Your task: Copy the data word for word, from its first line through the line containing "inside_test: even-odd", with both ends included.

— BEGIN Data section —

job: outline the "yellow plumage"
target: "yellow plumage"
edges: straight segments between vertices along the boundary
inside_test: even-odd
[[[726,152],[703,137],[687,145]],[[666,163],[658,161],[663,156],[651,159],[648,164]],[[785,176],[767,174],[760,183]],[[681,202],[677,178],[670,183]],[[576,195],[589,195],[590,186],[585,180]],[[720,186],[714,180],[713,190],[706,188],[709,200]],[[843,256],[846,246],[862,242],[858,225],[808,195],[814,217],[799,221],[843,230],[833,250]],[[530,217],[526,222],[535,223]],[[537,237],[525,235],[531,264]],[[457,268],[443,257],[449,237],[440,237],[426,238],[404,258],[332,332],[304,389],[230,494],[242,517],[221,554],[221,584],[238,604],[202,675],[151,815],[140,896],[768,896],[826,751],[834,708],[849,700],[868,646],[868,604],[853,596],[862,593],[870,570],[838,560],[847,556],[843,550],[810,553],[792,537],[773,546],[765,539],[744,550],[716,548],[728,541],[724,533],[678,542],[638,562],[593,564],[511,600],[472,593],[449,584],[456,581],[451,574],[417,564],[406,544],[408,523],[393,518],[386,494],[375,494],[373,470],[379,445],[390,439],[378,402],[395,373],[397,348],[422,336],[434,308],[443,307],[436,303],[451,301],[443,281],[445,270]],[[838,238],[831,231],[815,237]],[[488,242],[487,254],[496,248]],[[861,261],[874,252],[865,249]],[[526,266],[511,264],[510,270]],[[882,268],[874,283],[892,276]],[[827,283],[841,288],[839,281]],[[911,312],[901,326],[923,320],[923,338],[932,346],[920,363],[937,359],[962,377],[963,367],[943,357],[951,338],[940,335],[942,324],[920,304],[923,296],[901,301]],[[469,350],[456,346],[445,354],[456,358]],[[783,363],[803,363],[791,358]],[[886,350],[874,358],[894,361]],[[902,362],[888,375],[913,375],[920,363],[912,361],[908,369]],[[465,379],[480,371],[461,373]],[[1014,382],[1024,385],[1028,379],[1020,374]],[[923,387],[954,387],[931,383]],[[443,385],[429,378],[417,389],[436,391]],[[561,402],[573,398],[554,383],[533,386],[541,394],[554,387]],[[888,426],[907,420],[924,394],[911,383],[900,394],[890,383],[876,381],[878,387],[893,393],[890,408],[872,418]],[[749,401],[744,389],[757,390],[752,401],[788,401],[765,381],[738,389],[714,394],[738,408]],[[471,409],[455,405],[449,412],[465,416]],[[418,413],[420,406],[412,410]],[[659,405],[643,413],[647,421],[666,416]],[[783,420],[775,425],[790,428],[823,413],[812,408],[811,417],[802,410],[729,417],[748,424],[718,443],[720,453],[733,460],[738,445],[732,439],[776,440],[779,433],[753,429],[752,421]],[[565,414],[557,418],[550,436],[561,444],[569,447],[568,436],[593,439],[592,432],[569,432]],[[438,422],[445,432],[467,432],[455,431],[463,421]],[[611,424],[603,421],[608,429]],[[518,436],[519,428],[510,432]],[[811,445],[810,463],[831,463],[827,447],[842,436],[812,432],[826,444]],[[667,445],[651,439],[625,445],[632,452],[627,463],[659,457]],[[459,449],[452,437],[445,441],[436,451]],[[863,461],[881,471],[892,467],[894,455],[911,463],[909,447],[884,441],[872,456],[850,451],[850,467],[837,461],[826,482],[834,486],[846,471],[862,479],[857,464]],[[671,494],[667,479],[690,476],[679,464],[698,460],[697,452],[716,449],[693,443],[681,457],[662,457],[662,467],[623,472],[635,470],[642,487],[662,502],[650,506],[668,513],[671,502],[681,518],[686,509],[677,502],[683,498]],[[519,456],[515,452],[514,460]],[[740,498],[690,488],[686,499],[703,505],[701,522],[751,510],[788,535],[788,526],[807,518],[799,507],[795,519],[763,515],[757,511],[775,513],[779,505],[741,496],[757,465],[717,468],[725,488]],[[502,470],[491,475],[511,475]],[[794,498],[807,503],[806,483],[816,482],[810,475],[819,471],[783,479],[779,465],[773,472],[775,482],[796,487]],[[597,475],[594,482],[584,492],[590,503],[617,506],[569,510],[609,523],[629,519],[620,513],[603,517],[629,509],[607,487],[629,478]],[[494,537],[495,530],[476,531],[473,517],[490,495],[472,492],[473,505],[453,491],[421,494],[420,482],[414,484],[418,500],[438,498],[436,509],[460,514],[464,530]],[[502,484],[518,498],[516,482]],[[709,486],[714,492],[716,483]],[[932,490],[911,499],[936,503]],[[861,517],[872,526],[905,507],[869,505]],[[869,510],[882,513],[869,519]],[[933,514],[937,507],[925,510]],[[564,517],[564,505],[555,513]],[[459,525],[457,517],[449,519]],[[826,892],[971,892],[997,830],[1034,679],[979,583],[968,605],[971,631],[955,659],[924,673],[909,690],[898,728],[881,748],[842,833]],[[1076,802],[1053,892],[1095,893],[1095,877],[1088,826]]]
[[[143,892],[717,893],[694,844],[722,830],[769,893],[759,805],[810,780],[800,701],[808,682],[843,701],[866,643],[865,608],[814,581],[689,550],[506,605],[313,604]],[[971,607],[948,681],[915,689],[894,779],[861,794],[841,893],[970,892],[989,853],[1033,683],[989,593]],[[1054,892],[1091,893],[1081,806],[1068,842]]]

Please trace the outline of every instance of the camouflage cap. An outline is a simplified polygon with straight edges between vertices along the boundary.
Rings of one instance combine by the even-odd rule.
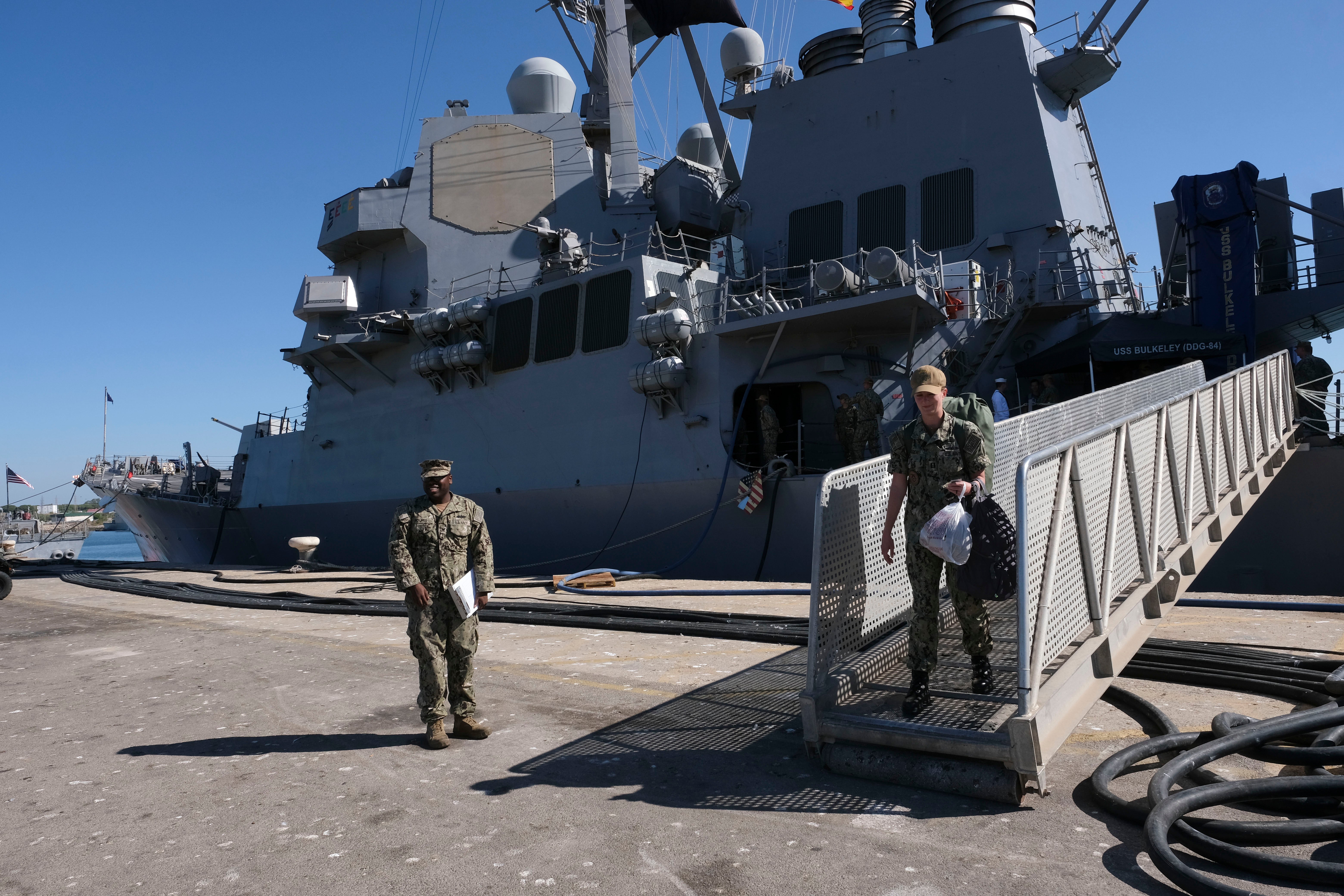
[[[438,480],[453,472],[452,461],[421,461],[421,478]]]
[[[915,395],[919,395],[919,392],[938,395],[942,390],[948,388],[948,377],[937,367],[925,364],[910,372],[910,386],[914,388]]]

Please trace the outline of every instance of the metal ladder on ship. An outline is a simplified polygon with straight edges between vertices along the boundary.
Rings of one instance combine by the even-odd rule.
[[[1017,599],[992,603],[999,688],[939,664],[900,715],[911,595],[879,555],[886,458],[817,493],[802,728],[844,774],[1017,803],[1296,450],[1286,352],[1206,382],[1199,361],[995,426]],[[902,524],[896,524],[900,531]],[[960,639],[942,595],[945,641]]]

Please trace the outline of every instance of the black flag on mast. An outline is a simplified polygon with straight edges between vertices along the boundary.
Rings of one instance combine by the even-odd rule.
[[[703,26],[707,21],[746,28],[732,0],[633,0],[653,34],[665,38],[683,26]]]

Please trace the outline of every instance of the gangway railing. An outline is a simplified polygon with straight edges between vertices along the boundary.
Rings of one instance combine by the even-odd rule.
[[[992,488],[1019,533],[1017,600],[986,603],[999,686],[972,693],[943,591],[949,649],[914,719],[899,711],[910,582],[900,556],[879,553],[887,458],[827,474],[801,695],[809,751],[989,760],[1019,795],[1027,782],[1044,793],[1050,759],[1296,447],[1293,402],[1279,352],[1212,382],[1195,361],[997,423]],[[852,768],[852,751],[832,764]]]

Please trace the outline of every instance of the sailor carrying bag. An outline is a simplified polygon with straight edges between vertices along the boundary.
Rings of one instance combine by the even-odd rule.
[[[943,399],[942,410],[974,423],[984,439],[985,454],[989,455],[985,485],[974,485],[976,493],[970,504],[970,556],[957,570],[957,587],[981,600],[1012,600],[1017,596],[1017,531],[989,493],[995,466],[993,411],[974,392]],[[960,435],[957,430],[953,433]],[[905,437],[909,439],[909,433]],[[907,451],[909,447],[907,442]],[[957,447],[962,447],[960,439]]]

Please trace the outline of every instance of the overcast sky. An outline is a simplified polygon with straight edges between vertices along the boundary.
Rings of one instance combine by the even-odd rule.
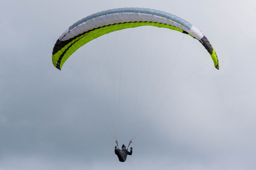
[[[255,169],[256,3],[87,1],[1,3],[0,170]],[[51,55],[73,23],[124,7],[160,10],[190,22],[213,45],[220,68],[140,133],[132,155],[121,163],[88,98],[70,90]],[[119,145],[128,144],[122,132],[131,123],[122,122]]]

— END Data section —

The result:
job: outline the "yellow plumage"
target: "yellow plumage"
edges: straight segments between vertices along the boundary
inside_test: even-odd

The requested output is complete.